Een sterkere band tussen mens en auto creëren is het doel van Dee. Tevens heeft BMW het gebruik van kleurveranderingstechnologie verfijnd. Na de iX Flow met E Ink, die enkel van zwart naar wit kon veranderen, kan de i Vision Dee haar exterieur samenstellen uit 32 kleuren. Het carrosserieoppervlak is verdeeld in 240 lasergesneden, afzonderlijk aangestuurde E Ink-segmenten. Je kunt een verscheidenheid aan patronen genereren.
Over het gewicht van de displays en aansturende randapparatuur, voor een elektrische auto van groot belang, zwijgt BMW in alle toonaarden. En niemand weet wat we aan de displaybody hebben of wie erop zit te wachten. De marketing- en designmachine van BMW lijkt zich vooral te richten op shockeren (XM en iX!) en viral gaan op sociale media. Het neerzetten van een relevante toekomstvisie en klantbehoud is klaarblijkelijk onbelangrijk.

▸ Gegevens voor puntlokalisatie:

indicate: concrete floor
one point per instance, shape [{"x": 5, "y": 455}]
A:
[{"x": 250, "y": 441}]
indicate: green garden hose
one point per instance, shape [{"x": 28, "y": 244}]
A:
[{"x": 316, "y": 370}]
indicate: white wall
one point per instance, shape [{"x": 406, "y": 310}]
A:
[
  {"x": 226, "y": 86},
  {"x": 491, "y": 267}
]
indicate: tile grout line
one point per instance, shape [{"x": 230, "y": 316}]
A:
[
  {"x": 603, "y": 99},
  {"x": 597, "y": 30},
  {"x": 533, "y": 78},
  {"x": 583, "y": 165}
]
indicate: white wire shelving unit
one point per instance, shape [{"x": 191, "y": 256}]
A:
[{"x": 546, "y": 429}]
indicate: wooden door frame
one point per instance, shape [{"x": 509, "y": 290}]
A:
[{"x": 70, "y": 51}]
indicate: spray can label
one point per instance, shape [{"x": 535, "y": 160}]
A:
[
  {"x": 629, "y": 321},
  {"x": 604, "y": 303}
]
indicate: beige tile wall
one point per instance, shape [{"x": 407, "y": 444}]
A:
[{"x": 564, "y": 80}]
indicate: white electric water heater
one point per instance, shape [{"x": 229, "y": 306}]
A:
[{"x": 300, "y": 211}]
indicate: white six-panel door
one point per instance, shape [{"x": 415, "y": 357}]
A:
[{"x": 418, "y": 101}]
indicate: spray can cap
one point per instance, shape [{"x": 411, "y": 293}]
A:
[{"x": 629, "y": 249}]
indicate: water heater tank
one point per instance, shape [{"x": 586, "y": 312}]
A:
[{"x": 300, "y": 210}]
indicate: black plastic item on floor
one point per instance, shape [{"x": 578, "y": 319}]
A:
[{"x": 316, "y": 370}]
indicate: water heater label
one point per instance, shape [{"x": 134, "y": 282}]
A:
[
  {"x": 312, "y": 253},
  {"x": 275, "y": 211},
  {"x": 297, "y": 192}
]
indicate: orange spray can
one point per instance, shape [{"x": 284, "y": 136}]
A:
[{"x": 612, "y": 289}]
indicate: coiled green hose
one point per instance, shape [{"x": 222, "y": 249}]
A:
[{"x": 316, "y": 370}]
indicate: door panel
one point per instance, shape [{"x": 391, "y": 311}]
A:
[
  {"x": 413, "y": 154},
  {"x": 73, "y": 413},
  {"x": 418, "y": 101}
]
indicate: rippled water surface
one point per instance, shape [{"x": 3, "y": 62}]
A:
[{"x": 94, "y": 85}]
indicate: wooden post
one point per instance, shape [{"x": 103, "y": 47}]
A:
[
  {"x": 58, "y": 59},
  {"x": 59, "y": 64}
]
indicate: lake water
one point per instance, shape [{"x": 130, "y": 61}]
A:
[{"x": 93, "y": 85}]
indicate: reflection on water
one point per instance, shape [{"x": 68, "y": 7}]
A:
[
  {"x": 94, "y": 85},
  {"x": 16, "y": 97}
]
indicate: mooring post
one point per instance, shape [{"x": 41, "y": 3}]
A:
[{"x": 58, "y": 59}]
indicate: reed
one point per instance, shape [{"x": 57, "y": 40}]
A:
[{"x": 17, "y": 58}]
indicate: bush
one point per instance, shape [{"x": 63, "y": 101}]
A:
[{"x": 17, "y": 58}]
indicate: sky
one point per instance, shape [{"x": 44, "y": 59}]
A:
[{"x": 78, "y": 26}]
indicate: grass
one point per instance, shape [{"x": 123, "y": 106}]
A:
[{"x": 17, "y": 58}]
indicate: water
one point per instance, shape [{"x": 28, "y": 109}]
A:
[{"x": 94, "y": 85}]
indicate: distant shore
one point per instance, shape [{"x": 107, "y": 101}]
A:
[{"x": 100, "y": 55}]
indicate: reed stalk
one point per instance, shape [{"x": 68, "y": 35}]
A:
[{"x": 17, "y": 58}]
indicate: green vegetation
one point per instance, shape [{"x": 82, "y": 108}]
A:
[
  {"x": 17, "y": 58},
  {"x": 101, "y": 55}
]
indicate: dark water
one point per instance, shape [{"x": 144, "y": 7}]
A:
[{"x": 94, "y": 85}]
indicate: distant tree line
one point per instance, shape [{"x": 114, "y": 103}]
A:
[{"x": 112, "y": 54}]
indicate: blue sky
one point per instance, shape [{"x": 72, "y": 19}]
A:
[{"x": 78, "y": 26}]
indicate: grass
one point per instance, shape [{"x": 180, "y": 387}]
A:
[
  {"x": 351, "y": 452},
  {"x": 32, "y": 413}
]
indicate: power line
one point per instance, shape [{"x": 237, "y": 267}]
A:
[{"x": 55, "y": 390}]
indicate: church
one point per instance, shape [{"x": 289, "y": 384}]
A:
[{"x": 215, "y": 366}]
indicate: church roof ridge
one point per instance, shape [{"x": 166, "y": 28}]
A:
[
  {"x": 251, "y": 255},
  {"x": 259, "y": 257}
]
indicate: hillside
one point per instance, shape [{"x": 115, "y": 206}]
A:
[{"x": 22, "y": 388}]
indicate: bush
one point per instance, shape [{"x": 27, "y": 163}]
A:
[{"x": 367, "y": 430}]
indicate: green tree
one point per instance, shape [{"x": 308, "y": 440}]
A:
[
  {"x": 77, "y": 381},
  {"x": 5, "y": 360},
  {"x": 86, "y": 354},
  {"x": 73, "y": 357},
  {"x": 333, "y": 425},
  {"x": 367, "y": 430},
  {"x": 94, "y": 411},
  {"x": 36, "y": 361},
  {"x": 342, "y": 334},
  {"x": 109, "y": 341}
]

▸ OPGAVE:
Schrijf het vervolg van de brontekst over de BMW i Vision Dee, te beginnen na de laatste zin.

▸ JOUW ANTWOORD:
BMW iX Flow
De digitale Dee-ervaring begint buiten het voertuig, met een gepersonaliseerd welkomstscenario dat grafische elementen, licht- en geluidseffecten combineert. De koplampen en de gesloten BMW-nierengrille vormen een ‘fygitaal’ – aldus de marketinggoeroes. Een combinatie van fysiek en digitaal, waardoor het voertuig verschillende gezichtsuitdrukkingen kan produceren.
Een dikke twintig jaar geleden paste Toyota op de Pod concept car in 2001 een soortgelijk idee toe. Oud en slecht nieuws, dus. Het zo plat uiten van ‘emoties’ op een autogelaat kunnen we scharen onder de term ‘droevige oppervlakkigheid’. Kenmerkend voor het designleiderschapsprobleem bij BMW.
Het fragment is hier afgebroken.